_PASSAGE:_
The wreck of the Gipsy can be found just off Downderry in about 7 m of water 90 m west of the slipway. Originally named The Rodney she was an iron, full-rigged ship built in 1874 by W Pile & Co., Sunderland. In November 1895, Rodney lost her figurehead in a gale in the English Channel, while en route from Gravesend, Kent to Sydney. The figurehead washed ashore at Whitsand Bay, Cornwall, six months later.

In 1897, the ship was sold to F. Boissière, of Nantes, France, and renamed Gipsy (the cross-over year, per Lloyd's, is 1896/97). Re-rigged then as a barque. On 7 December 1901, the vessel was wrecked, and became a total loss, at Downderry on the return voyage from Iquique (Chile) to France with a cargo of nitrate. The 1447 t ship lost her bearings and became stranded on the reef and was later blown apart by explosives as she had become a hazard to local fishing vessels. Parts of the wreck are strewn over a large area in about 7 to 8 m of water.

_ACTIVITY LIST:_
**A)** In the Gipsy wreck passage, who built the ship, and in what year?
**B)** Extend the Gipsy wreck passage with a few sentences that pick up after its final line.
The data after the Gipsy wreck passage has no connection to it.

_DATASET SECTION:_
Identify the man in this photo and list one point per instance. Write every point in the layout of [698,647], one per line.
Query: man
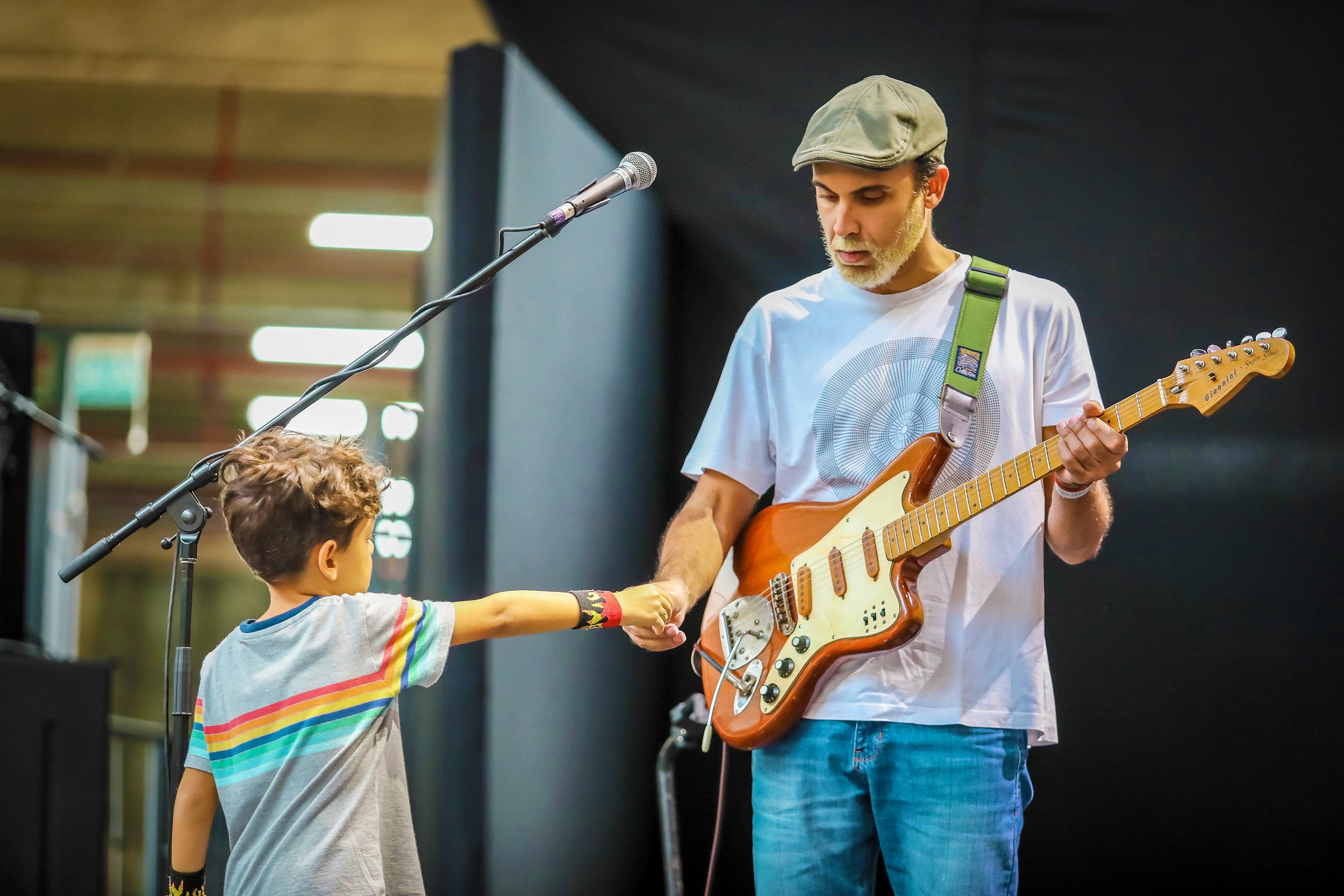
[918,754]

_RESULTS FOR EACH TASK:_
**A)** W Pile & Co., Sunderland, built it in 1874.

**B)**
==In literature==

Downderry! Downderry! The very name of this small Cornish seaside village has a rhythmic, lyrical quality... Downderry down, Downderry down... it rings of lymeric, folk song and rhyme. Snug between the bay of Whitsand and the promontory of Looe, Downderry with its spouse Seaton, bathes in the constant ebb and flow of the English Channel. Their gentle cliffs roll and tumble towards the sea.
— John Betjeman

A 19th-century nonsense verse,

There was an old Derry Downderry,
 Who loved to make little folks merry,
 So he made them a book, and with laughter they shook,
 At the fun of that Derry Downderry.